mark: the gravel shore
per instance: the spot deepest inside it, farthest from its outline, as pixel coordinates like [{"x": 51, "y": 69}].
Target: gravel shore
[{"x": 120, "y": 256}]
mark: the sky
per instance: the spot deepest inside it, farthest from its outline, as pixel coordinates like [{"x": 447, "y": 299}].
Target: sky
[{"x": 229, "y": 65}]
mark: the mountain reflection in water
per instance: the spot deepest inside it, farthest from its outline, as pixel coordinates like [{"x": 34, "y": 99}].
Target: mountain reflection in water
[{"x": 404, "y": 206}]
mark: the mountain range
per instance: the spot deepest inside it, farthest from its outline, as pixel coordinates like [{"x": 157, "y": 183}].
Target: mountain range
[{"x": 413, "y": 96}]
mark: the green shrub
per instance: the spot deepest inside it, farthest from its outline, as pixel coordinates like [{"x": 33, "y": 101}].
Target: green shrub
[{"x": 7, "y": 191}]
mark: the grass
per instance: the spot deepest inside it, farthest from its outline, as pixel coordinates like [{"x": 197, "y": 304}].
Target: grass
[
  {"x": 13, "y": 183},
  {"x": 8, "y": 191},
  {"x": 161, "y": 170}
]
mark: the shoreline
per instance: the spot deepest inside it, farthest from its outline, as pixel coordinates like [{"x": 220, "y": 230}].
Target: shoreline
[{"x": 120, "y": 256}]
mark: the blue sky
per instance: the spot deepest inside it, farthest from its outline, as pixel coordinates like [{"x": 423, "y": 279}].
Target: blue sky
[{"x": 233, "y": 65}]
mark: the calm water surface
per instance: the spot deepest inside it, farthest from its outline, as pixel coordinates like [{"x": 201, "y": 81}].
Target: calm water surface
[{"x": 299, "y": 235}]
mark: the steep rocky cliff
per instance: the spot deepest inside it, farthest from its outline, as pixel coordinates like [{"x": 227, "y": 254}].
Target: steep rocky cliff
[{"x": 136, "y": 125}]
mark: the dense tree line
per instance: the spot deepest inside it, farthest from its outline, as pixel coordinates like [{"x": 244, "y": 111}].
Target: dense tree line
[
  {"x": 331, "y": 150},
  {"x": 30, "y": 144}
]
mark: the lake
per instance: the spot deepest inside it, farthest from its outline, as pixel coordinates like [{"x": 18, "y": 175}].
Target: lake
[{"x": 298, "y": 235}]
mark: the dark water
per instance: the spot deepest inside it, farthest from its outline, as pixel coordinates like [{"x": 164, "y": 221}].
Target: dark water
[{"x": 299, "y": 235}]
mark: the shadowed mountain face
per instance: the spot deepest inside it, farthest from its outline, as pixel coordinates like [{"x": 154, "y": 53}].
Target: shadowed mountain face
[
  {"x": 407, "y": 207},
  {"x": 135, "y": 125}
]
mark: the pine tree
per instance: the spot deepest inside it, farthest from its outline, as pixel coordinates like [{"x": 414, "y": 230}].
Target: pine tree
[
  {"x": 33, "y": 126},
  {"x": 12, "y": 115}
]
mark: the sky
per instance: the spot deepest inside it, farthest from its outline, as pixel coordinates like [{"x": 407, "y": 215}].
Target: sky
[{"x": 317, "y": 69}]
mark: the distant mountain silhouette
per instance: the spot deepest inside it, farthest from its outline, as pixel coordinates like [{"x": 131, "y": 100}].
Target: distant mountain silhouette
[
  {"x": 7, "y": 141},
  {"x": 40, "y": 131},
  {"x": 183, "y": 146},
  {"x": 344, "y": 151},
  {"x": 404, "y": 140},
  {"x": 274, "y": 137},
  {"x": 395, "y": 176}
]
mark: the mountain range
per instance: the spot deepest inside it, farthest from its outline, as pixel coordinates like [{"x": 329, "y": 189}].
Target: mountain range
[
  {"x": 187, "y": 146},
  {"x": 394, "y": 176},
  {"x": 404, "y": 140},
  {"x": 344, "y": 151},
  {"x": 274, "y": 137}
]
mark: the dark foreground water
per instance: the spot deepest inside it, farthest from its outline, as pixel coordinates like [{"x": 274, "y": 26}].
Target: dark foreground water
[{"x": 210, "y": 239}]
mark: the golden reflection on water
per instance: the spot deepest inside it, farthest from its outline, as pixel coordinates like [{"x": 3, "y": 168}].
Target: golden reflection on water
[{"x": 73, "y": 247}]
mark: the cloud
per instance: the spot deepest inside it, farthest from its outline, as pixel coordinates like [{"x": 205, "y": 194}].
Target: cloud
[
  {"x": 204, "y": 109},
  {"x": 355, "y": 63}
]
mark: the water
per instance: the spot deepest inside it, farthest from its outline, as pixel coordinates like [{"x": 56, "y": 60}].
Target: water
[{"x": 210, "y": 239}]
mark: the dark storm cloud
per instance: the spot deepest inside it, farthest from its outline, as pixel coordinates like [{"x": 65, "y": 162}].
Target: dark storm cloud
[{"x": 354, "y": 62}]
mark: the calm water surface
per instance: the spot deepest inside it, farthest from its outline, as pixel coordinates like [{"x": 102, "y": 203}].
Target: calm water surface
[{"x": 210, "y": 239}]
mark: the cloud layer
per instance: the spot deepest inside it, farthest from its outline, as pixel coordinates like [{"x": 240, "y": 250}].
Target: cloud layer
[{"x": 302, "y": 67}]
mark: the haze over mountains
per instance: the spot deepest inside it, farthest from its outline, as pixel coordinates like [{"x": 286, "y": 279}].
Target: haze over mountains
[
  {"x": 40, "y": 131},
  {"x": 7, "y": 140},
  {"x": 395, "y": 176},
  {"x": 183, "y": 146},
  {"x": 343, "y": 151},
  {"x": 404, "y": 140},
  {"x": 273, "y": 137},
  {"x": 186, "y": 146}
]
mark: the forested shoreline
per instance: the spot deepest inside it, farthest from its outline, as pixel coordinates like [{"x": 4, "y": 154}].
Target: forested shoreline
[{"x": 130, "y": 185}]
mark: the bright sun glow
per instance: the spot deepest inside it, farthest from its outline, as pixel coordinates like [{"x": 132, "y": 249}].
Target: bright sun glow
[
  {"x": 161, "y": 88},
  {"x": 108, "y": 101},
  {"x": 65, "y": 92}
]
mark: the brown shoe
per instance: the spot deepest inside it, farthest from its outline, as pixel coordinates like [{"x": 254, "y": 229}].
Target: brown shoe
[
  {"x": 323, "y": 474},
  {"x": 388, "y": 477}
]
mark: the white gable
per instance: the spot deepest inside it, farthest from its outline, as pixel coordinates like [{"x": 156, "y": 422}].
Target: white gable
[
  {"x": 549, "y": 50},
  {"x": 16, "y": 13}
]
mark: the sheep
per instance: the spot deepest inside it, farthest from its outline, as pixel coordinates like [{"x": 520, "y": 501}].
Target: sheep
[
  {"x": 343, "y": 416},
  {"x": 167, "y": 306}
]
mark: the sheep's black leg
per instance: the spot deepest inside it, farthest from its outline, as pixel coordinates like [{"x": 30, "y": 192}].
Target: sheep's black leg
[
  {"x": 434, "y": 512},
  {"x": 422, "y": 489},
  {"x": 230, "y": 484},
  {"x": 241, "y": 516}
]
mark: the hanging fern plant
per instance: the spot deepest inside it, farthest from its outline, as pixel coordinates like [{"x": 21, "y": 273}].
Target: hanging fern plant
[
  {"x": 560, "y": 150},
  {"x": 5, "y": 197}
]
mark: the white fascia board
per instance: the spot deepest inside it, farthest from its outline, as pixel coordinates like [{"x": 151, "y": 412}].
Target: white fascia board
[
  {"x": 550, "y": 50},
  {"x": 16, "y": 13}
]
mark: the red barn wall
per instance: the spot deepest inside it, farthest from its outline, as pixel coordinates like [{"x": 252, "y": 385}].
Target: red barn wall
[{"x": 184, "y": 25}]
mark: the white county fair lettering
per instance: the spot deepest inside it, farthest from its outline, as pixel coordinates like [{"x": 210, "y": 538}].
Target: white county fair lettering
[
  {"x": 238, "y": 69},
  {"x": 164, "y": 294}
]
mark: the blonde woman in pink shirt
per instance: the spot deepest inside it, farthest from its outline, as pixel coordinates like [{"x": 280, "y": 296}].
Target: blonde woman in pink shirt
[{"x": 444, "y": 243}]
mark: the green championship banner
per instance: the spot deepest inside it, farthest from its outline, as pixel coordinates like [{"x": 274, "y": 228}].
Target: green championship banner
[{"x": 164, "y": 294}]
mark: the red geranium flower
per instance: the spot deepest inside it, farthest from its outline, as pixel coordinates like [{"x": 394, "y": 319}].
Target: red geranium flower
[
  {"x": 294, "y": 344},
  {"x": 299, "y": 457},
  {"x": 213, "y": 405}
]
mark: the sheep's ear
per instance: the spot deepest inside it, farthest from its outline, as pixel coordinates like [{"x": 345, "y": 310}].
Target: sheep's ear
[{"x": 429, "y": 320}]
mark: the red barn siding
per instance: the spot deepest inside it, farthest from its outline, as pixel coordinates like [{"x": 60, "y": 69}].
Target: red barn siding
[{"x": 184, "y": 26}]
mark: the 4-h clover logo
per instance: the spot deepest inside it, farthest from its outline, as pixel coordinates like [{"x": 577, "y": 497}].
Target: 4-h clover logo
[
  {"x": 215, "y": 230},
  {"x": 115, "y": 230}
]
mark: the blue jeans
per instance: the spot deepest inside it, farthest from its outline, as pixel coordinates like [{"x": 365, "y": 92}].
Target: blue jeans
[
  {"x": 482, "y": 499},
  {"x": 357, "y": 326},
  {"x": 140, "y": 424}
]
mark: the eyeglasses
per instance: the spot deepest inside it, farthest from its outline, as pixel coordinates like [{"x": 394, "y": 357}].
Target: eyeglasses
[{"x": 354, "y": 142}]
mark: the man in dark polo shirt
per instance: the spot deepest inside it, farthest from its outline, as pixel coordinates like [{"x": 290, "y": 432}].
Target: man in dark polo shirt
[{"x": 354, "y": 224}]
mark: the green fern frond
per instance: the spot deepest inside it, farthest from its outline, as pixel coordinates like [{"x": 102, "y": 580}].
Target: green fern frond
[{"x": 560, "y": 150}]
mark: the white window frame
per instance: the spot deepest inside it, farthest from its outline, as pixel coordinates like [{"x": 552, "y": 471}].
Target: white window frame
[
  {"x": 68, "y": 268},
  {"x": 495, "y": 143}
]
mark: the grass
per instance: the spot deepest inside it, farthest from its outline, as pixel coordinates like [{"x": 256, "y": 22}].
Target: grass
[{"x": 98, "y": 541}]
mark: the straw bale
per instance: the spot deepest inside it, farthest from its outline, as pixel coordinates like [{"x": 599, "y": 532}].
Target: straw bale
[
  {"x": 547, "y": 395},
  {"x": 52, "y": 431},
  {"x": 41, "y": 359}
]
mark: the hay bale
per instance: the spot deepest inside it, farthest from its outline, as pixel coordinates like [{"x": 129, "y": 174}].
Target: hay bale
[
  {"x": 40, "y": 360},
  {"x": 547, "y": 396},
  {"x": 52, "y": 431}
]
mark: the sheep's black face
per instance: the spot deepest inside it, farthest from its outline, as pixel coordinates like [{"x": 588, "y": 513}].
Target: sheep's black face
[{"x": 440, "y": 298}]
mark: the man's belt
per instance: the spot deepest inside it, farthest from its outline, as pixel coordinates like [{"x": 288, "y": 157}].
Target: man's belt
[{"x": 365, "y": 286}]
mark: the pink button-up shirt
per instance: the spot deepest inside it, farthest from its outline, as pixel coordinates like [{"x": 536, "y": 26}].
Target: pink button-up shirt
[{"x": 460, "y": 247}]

• **What you are asked to do**
From the top of the listing above, restate each line word for word up to and including the line with "mark: the blue sky"; add nothing else.

• **Response for this exercise**
mark: the gravel shore
per instance: the spot deepest inside it, farthest from its outline, as pixel coordinates like [{"x": 51, "y": 69}].
Target: gravel shore
[{"x": 120, "y": 256}]
mark: the sky
per instance: the spot deepest inside it, farthest from its outline, as pixel coordinates like [{"x": 447, "y": 299}].
Target: sky
[{"x": 229, "y": 65}]
mark: the mountain reflection in water
per instance: the spot deepest inside it, farthest from its outline, as pixel coordinates like [{"x": 34, "y": 99}].
Target: mountain reflection in water
[{"x": 404, "y": 206}]
mark: the mountain range
per instance: the spot deepest inside it, farthest from its outline, as pixel coordinates like [{"x": 157, "y": 183}].
Target: mountain range
[{"x": 413, "y": 96}]
mark: the green shrub
per instance: the spot deepest inside it, farthest from its outline, as pixel coordinates like [{"x": 33, "y": 101}].
Target: green shrub
[{"x": 7, "y": 191}]
mark: the grass
per instance: the spot deepest inside it, farthest from its outline, as pixel coordinates like [{"x": 197, "y": 304}].
Target: grass
[
  {"x": 13, "y": 183},
  {"x": 8, "y": 191},
  {"x": 161, "y": 170}
]
mark: the shoreline
per instance: the spot deepest inside it, farthest from its outline, as pixel coordinates like [{"x": 220, "y": 230}].
Target: shoreline
[{"x": 120, "y": 256}]
mark: the blue sky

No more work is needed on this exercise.